▶ **DESCRIPTION OF THE TASK**
Exact copies of all entries are expected.

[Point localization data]
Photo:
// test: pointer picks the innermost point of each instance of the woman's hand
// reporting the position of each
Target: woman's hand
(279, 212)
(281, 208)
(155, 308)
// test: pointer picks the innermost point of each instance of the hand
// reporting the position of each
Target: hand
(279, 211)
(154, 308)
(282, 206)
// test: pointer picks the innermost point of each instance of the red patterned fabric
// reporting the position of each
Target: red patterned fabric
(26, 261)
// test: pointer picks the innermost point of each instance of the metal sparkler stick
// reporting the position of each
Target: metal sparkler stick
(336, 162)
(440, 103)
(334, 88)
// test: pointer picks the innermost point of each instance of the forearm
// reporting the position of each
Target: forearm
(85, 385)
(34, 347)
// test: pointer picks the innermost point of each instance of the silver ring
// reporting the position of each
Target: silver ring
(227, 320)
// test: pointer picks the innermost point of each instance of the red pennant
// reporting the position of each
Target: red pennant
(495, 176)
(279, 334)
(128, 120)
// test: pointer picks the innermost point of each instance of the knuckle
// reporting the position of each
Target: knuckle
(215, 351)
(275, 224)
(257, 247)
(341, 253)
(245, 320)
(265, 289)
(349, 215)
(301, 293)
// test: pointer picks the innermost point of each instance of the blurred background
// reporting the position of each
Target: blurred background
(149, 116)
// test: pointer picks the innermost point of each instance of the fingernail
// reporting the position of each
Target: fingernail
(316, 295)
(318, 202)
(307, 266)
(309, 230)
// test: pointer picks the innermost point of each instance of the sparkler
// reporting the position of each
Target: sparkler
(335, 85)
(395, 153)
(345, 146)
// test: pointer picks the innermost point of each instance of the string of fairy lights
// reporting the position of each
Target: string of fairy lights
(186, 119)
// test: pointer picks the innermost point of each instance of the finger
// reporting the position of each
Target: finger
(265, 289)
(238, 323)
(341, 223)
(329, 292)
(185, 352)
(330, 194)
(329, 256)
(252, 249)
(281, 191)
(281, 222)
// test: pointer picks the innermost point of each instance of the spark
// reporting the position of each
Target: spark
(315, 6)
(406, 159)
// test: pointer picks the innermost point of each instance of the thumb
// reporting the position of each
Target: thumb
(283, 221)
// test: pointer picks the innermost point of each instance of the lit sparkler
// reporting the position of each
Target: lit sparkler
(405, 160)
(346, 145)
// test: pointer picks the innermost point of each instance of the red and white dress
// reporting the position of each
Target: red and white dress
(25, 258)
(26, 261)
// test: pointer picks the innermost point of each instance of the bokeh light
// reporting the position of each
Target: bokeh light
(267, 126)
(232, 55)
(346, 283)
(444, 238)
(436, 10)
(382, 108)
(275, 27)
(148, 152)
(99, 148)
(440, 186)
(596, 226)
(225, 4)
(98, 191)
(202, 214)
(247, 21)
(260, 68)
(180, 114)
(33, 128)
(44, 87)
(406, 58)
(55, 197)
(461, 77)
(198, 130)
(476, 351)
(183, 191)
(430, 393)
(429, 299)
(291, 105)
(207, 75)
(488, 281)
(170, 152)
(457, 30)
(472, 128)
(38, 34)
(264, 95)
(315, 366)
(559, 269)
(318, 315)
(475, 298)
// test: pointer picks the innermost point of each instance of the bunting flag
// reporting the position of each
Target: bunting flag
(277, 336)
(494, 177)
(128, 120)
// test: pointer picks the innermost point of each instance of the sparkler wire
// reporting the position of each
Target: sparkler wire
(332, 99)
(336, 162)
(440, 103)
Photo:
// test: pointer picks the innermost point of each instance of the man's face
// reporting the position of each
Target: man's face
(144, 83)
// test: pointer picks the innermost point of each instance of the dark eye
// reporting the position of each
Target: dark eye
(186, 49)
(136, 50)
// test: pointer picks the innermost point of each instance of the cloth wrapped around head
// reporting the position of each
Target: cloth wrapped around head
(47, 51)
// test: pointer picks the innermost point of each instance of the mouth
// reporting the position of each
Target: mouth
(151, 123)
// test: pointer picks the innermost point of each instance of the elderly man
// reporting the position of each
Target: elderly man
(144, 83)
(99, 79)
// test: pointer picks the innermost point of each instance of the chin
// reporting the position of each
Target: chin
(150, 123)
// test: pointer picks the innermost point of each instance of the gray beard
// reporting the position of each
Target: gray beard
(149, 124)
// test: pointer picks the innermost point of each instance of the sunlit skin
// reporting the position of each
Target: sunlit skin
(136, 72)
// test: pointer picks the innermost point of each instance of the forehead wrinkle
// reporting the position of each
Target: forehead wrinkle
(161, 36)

▶ **WRITTEN ANSWER**
Photo:
// test: pointer picks the innermost point of each instance of the woman's hand
// reporting the position of each
Target: woman's hand
(279, 212)
(281, 208)
(155, 308)
// test: pointer picks the innermost point of each instance of the hand
// reporting the position of each
Target: hand
(279, 211)
(154, 308)
(282, 206)
// test: pointer picks the innermost point of each instance of the red patterned fabric
// reporting the position of each
Target: red patterned fabric
(26, 261)
// test: pointer picks the innermost point of each instance of the metal sparkler stick
// reporting the position of each
Target: metal sparkler stick
(336, 162)
(440, 103)
(334, 88)
// test: pointer picks the innermost point of each instance of the forearm
// reporting the position of each
Target: forearm
(85, 385)
(34, 347)
// test: pointer picks the innermost point of each instance of the silver ring
// reporting the position of each
Target: silver ring
(227, 320)
// test: pointer picks the innermost point of each instance of the red pennant
// reporting the position of each
Target: red pennant
(495, 176)
(279, 334)
(128, 120)
// test: pointer picks the innermost point of each instance of the knuckle
// reporting the position of each
Target: knuckle
(215, 351)
(275, 224)
(257, 247)
(341, 253)
(245, 320)
(265, 289)
(349, 215)
(301, 293)
// test: pointer picks the innermost point of each instance of the blurred background
// reporting the position of each
Target: blurred background
(149, 116)
// test: pointer picks the innermost point of each instance of the fingernail
// reporting the position of each
Target: fingernail
(316, 295)
(318, 202)
(307, 266)
(309, 230)
// test: pointer picks the innermost point of each instance of the sparkler
// reporting the position of each
Target: sparkler
(335, 85)
(395, 153)
(345, 146)
// test: pointer picks the innermost point of each instance of the string of fairy lights
// reporting the position of each
Target: string of fairy lights
(186, 119)
// test: pointer picks the innermost point of each instance of the finger
// reporting the position of each
Target: finger
(265, 289)
(238, 323)
(341, 223)
(329, 292)
(185, 352)
(330, 194)
(329, 256)
(252, 249)
(281, 191)
(281, 222)
// test: pointer picks the innermost point of each instance of the spark
// reporting the position of each
Target: spark
(315, 6)
(406, 159)
// test: pointer picks the innermost point of each instance of the thumb
// reporting the position of each
Target: thumb
(283, 221)
// test: pointer picks the innermost point of each instance of the lit sparkler
// reporting the position of each
Target: lit sparkler
(405, 160)
(346, 145)
// test: pointer picks the innermost point of each instance of the red and white dress
// reporting the position of each
Target: red and white dress
(25, 258)
(26, 261)
// test: pointer picks the innermost point of each instance of the bokeh light
// reporting the position of each
Target: bokeh light
(267, 126)
(232, 55)
(346, 283)
(444, 238)
(436, 10)
(382, 108)
(275, 27)
(148, 152)
(99, 148)
(440, 186)
(596, 226)
(225, 4)
(98, 191)
(202, 214)
(247, 21)
(260, 68)
(180, 114)
(33, 128)
(44, 87)
(406, 58)
(55, 197)
(461, 77)
(198, 130)
(476, 351)
(183, 191)
(430, 393)
(429, 299)
(291, 105)
(207, 75)
(488, 281)
(170, 152)
(457, 30)
(472, 128)
(38, 34)
(264, 95)
(315, 366)
(559, 269)
(318, 315)
(475, 298)
// test: pointer picks the innermost point of each instance of the bunting flag
// reporting the position of each
Target: bunting flag
(277, 336)
(494, 177)
(128, 120)
// test: pointer picks the innermost point of each instance of the sparkler wire
// reporting the position of each
Target: sparkler wire
(332, 99)
(336, 162)
(440, 103)
Photo:
// test: pointer picks the innermost point of each instance of the man's face
// reporting the position of each
Target: man's face
(144, 83)
// test: pointer picks the innermost point of each instance of the dark eye
// reporting the position of each
Target: dark eye
(186, 49)
(136, 50)
// test: pointer picks the innermost point of each instance of the cloth wrapped around head
// reporting the position of each
Target: cloth wrapped around head
(47, 51)
// test: pointer picks the innermost point of each instance of the mouth
// reporting the position of each
Target: mouth
(151, 123)
// test: pointer picks the innermost point of each instance of the elderly man
// reporting the position of each
Target: elderly man
(144, 83)
(99, 79)
// test: pointer picks the innermost point of each instance of the chin
// reporting the position of each
Target: chin
(150, 123)
// test: pointer picks the innermost point of each instance of the gray beard
// reporting the position of each
Target: gray beard
(149, 124)
// test: pointer picks the innermost point of each instance of the sunlit skin
// reporting the position of each
Target: sunlit skin
(136, 72)
// test: pointer picks the innermost point of each instance of the forehead wrinkle
// reporting the position of each
Target: forehead wrinkle
(161, 36)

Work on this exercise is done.